_Exercise data_:
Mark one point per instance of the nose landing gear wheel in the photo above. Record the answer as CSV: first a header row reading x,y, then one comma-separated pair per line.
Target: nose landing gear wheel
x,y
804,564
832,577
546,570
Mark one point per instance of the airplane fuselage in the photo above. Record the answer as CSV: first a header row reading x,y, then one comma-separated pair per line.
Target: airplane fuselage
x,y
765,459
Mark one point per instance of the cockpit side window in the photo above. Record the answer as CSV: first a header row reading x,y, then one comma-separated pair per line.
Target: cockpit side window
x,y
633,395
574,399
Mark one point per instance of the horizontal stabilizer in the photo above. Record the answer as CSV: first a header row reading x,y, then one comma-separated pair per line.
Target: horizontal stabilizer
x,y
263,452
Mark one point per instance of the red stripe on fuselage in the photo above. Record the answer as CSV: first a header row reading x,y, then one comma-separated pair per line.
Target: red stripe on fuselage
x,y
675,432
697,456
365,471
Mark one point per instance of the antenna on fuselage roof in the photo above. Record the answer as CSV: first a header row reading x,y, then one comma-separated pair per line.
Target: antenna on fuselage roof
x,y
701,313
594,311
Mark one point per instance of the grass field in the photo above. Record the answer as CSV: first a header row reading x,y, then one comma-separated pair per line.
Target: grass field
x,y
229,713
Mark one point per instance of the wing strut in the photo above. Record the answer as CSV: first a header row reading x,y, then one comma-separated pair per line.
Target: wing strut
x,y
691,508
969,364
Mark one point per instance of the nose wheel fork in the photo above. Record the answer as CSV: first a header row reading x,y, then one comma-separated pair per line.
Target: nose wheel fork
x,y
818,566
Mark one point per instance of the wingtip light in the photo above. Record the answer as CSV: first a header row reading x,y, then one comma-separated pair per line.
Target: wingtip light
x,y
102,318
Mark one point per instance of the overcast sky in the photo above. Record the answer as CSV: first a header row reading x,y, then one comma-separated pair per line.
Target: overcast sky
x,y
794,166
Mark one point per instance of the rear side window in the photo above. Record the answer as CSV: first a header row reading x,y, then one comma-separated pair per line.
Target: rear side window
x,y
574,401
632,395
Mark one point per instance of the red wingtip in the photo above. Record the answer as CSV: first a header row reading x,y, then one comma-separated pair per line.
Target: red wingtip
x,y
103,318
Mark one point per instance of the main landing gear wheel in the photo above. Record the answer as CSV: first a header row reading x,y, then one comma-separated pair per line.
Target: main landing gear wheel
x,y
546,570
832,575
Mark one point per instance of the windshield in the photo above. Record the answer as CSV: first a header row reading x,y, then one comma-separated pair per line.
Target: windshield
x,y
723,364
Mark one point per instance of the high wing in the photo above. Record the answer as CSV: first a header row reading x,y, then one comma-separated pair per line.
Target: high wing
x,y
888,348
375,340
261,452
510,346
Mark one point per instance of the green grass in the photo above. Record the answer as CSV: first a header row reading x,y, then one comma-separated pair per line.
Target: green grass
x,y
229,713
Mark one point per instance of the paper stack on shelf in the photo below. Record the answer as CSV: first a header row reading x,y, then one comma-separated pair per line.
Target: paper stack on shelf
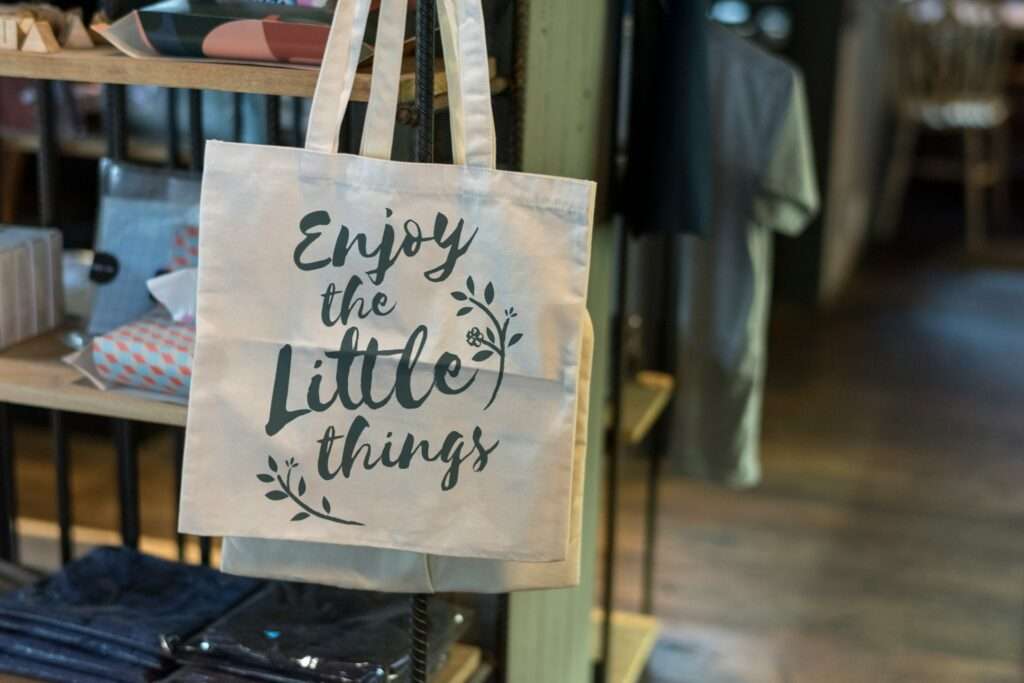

_Task requirements_:
Show each line of the items above that contains the word "light". Case counts.

_Task result_:
Mark one point per instance of the wingtip light in the photo above. Record the answer as CSV: first a header row reading x,y, then one comma-separated pair per line.
Target: wingtip light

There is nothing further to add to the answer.